Only the text carries over: repeat the records exactly and drop the images.

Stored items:
········
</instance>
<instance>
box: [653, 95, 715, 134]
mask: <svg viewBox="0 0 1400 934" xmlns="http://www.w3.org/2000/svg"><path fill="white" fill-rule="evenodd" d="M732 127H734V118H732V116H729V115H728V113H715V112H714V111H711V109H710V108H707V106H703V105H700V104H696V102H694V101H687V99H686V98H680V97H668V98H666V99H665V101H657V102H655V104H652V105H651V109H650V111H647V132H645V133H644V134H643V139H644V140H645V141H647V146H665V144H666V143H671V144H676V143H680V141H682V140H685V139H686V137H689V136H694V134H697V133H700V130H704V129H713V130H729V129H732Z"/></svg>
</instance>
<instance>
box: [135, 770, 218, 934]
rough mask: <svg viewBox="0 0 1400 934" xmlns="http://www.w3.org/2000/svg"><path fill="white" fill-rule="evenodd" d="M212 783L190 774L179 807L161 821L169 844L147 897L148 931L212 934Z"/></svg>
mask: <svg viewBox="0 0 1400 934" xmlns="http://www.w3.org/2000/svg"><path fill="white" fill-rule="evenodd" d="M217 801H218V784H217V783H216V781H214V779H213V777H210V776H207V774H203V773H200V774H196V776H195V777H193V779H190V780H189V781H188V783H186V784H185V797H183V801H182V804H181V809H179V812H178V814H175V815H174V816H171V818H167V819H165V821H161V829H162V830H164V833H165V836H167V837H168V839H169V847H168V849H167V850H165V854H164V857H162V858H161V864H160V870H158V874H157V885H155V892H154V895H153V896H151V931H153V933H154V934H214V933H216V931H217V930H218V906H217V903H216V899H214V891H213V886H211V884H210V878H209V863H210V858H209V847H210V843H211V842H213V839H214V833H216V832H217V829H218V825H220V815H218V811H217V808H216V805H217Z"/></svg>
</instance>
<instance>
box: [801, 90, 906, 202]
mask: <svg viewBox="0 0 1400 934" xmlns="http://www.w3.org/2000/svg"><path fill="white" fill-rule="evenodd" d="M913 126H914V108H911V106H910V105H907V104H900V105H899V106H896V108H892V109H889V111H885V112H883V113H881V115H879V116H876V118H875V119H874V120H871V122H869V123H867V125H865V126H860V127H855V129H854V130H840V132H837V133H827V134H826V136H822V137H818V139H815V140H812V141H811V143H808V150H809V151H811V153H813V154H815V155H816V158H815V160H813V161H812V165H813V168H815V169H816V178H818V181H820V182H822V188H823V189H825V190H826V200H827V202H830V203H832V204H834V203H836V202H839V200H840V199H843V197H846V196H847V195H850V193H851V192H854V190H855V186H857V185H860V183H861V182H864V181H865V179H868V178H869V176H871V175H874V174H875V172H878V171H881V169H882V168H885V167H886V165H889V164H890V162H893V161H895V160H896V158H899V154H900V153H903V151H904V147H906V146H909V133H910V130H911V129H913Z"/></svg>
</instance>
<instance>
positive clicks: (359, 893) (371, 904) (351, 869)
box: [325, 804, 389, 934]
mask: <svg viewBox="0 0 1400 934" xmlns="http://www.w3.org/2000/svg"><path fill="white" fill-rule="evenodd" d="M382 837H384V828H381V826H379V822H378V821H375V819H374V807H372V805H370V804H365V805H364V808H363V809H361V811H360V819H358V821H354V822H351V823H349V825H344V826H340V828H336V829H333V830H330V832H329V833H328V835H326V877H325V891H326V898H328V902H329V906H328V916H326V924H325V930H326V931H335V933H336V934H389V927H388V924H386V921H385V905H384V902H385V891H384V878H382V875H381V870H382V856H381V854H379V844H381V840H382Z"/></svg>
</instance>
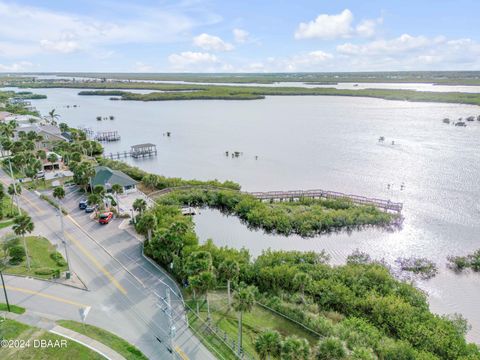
········
> Response for this exercise:
</instance>
<instance>
box: [653, 95, 715, 134]
mask: <svg viewBox="0 0 1400 934" xmlns="http://www.w3.org/2000/svg"><path fill="white" fill-rule="evenodd" d="M732 127H734V118H732V116H729V115H728V113H715V112H714V111H711V109H710V108H707V106H703V105H700V104H696V102H694V101H687V99H686V98H680V97H668V98H666V99H665V101H657V102H655V104H652V105H651V109H650V111H647V132H645V133H644V134H643V139H644V140H645V141H647V146H665V144H666V143H671V144H676V143H680V141H682V140H685V139H686V137H689V136H694V134H697V133H700V130H704V129H713V130H729V129H732Z"/></svg>
</instance>
<instance>
box: [135, 770, 218, 934]
rough mask: <svg viewBox="0 0 1400 934" xmlns="http://www.w3.org/2000/svg"><path fill="white" fill-rule="evenodd" d="M212 783L190 774L179 807L161 821L169 844L147 897L148 931L212 934Z"/></svg>
mask: <svg viewBox="0 0 1400 934" xmlns="http://www.w3.org/2000/svg"><path fill="white" fill-rule="evenodd" d="M217 801H218V784H217V783H216V781H214V779H213V777H210V776H207V774H203V773H200V774H196V776H195V777H193V779H190V780H189V781H188V783H186V784H185V797H183V801H182V804H181V809H179V812H178V814H175V815H174V816H171V818H167V819H165V821H161V829H162V830H164V833H165V836H167V837H168V839H169V847H168V849H167V850H165V854H164V857H162V858H161V864H160V870H158V874H157V885H155V892H154V895H153V896H151V931H153V933H154V934H214V933H216V931H217V930H218V906H217V903H216V899H214V891H213V886H211V884H210V878H209V863H210V858H209V847H210V843H211V842H213V839H214V833H216V832H217V829H218V825H220V815H218V811H217V808H216V805H217Z"/></svg>
</instance>
<instance>
box: [801, 90, 906, 202]
mask: <svg viewBox="0 0 1400 934" xmlns="http://www.w3.org/2000/svg"><path fill="white" fill-rule="evenodd" d="M913 126H914V108H911V106H910V105H907V104H900V105H899V106H896V108H892V109H889V111H885V112H883V113H881V115H879V116H876V118H875V119H874V120H871V122H869V123H867V125H865V126H860V127H855V129H854V130H840V132H837V133H827V134H826V136H822V137H818V139H815V140H812V141H811V143H808V150H809V151H811V153H813V154H815V155H816V158H815V160H813V161H812V165H813V168H815V169H816V178H818V181H820V182H822V188H823V189H825V190H826V200H827V202H830V203H832V204H834V203H836V202H839V200H840V199H843V197H846V196H847V195H850V193H851V192H854V190H855V186H857V185H860V183H861V182H864V181H865V179H868V178H869V176H871V175H874V174H875V172H878V171H881V169H882V168H885V167H886V165H889V164H890V162H893V161H895V160H896V158H899V154H900V153H903V151H904V147H906V146H909V133H910V130H911V129H913Z"/></svg>
</instance>
<instance>
positive clicks: (359, 893) (371, 904) (351, 869)
box: [325, 804, 389, 934]
mask: <svg viewBox="0 0 1400 934" xmlns="http://www.w3.org/2000/svg"><path fill="white" fill-rule="evenodd" d="M382 837H384V828H381V826H379V822H378V821H375V819H374V807H372V805H370V804H365V805H364V808H363V809H361V811H360V819H358V821H354V822H351V823H349V825H344V826H340V828H336V829H333V830H330V832H329V833H328V835H326V877H325V891H326V898H328V902H329V906H328V916H326V924H325V930H326V931H335V933H336V934H389V927H388V924H386V921H385V905H384V902H385V891H384V878H382V875H381V870H382V856H381V854H379V844H381V840H382Z"/></svg>
</instance>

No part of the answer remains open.